= Zu erledigende Aufgaben =
a – Welche Straßengebühr nennt der Tourenbericht zum Gletschhorn-Südgrat für die Zufahrt zum Ausgangspunkt?
b – Zähle alle Stufen der Regionsangabe auf, die der Tourenbericht zum Gletschhorn-Südgrat enthält.
c – Setze den Tourenbericht zum Gletschhorn-Südgrat im Anschluss an seinen letzten Satz fort.
___ Bereitgestellter Auszug ___
Gletschhorn Südgrat, ohne Stau, ohne Leute, mit Steinböcken


Publiziert von simba , 22. Juni 2022 um 10:06.

Region: Welt » Schweiz » Uri
Tour Datum:14 Juni 2022
Hochtouren Schwierigkeit: ZS
Klettern Schwierigkeit: 4+ (Französische Skala)
Wegpunkte:
Geo-Tags: CH-UR 
Aufstieg: 1080 m
Abstieg: 1080 m
Zufahrt zum Ausgangspunkt:PP Tätsch, 10 CHF Straßengebühr

Einer der Berichte über den Gletschhorn-Südgrat ist eine Quasi-Verkehrsmeldung zur Stausituation am Grat am Wochenende mit Ratschlägen, dies zu vermeiden...das tun wir gern, also gehen wir zu Saisonbeginn und unter der Woche, und waren - was wir selbst nicht erwarteten - den ganzen Tag allein unterwegs.
___ Vorliegende Angaben ___
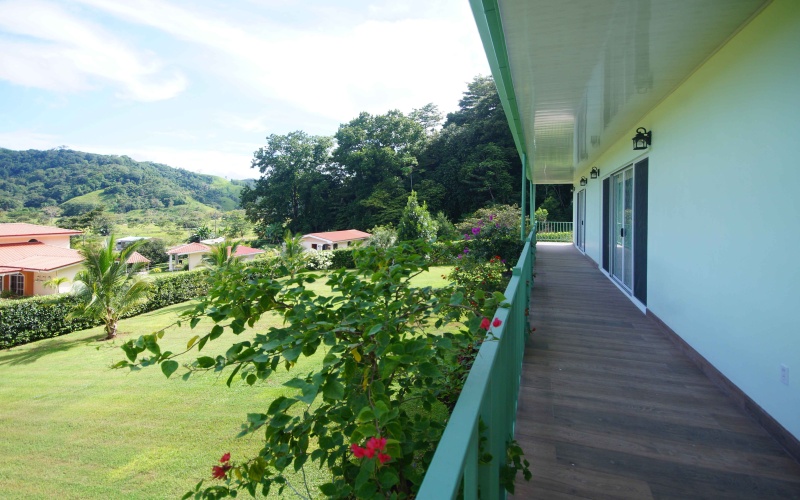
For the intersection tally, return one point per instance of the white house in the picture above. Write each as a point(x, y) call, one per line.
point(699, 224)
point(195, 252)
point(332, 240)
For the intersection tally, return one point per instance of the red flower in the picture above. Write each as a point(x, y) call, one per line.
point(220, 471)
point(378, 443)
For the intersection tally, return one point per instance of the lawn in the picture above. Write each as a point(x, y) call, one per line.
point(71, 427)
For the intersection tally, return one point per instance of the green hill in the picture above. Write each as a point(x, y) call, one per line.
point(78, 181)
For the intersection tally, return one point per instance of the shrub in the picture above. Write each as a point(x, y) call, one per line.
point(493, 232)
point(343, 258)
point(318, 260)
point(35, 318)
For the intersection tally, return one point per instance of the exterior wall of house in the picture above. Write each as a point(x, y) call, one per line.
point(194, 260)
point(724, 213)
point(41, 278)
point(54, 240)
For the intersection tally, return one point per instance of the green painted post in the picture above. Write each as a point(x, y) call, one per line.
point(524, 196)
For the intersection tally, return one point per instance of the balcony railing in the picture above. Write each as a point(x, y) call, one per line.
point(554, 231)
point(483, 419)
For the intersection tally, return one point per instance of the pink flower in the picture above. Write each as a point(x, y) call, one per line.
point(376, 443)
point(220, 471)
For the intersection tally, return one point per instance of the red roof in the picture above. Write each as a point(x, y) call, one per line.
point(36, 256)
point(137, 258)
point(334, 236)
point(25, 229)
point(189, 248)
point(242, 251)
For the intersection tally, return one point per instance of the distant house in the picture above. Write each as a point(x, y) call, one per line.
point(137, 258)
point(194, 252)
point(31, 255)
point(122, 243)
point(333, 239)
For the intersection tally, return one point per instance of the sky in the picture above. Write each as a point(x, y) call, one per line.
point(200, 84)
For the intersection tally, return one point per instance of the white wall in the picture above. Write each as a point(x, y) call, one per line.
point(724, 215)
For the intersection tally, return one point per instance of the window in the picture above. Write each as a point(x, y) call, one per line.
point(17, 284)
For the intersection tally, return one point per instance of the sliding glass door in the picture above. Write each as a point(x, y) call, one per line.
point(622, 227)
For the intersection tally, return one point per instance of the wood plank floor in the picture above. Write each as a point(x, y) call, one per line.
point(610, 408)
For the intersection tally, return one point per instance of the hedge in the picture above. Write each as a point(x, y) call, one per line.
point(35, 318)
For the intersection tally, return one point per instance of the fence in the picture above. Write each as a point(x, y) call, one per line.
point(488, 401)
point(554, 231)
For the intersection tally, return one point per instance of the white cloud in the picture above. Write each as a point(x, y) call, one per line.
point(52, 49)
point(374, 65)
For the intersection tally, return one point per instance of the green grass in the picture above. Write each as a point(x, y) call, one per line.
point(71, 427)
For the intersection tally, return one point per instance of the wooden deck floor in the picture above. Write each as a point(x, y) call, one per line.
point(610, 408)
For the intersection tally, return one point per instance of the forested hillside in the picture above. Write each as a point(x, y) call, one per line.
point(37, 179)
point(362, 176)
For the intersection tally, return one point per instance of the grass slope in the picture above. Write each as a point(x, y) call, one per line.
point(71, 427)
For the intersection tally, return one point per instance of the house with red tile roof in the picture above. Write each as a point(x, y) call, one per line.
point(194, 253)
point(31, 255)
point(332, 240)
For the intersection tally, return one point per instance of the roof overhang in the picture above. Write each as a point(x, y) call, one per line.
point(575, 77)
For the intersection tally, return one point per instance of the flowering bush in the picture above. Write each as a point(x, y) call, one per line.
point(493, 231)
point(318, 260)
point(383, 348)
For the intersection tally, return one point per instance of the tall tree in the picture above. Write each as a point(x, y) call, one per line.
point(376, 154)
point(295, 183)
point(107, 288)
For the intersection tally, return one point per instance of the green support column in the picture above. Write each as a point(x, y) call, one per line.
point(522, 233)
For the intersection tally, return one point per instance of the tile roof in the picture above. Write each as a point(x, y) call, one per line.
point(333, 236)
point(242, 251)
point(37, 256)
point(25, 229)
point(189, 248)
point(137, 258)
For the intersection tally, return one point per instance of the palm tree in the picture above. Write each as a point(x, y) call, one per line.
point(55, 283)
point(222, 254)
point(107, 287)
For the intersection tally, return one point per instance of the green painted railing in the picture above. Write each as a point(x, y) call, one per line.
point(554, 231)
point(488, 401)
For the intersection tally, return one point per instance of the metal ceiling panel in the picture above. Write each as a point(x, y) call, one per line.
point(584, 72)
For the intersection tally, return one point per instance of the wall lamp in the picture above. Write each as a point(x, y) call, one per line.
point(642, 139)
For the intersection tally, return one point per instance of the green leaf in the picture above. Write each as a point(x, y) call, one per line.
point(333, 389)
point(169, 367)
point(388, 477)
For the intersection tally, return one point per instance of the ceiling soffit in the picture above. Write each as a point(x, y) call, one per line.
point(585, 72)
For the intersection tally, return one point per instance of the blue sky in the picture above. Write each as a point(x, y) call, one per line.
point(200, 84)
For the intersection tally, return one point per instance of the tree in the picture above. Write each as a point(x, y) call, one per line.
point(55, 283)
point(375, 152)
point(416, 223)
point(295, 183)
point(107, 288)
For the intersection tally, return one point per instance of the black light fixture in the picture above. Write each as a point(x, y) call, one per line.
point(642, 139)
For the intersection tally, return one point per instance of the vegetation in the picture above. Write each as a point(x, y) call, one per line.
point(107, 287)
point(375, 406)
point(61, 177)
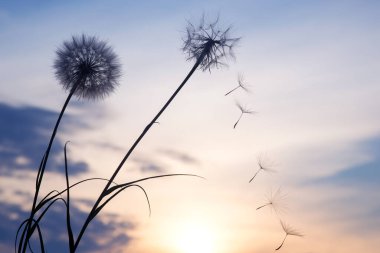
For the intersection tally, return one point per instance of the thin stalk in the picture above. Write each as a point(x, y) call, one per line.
___
= Antworten =
a – 10 CHF

b – Welt, Schweiz, Uri

c –
Zustieg:
Wir wählten vom Tätsch aus im Aufstieg nicht den Weg durch den Kessel unterhalb der Grauen Wand (unser Abstieg), der später im Jahr empfohlen wird, sondern den direkt von unten über den Tiefengletscher. Dieser machte zwar schon Mitte Juni einen schlimmen Eindruck - die untere Steilstufe war ausgeapert. Mit Steigeisen ließ sich dieser Abschnitt aber über Eis, Geröll und Firnzungen recht speditiv bewältigen. Oberhalb war der Gletscher dann noch komplett verfirnt, wie auch der steile, direkte Zustieg zum Einstieg des Südgrats, wobei hier eine kurze vereiste Rinne (~ 45°) den letzten kompletten Durchstieg auf Schnee durch das Felsgelände vermittelte.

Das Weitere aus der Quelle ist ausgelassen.